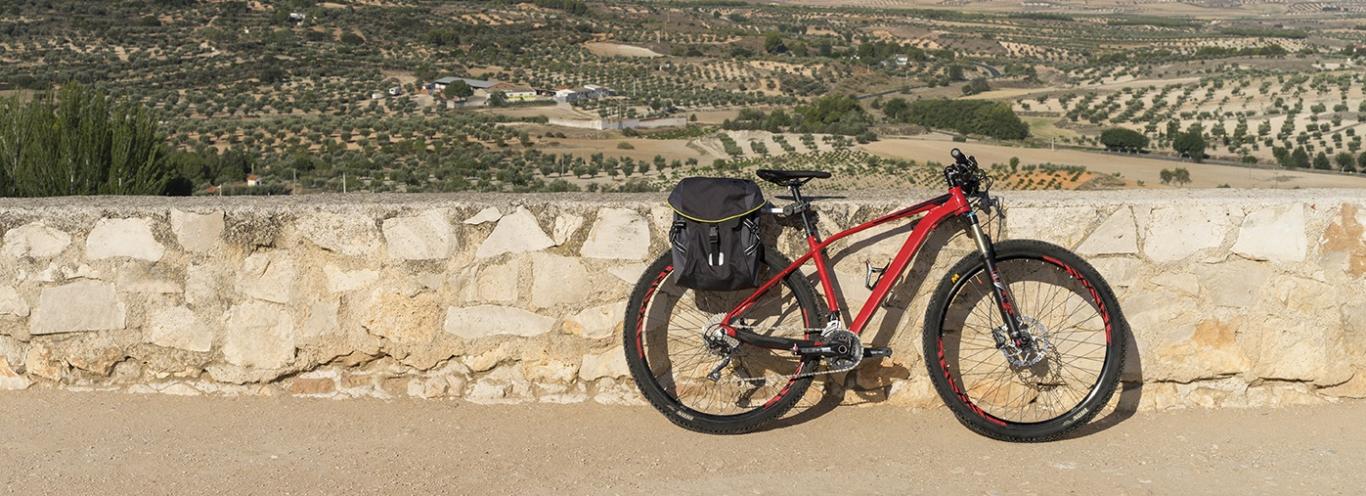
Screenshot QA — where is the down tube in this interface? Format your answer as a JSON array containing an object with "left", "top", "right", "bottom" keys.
[{"left": 850, "top": 202, "right": 960, "bottom": 335}]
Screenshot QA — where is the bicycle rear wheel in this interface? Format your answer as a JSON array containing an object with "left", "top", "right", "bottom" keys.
[
  {"left": 624, "top": 247, "right": 825, "bottom": 433},
  {"left": 925, "top": 240, "right": 1128, "bottom": 441}
]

Aim of the exercise →
Could you repeat the material from the line containing "Screenshot QA — where is the bicycle" through the end of the material, including both of those ends?

Exercise solution →
Screenshot QA — where is the bicycle rear wheel in this interface? Format your answer as a JSON array containing an object with "left", "top", "right", "bottom" keys.
[
  {"left": 624, "top": 247, "right": 825, "bottom": 433},
  {"left": 925, "top": 240, "right": 1128, "bottom": 441}
]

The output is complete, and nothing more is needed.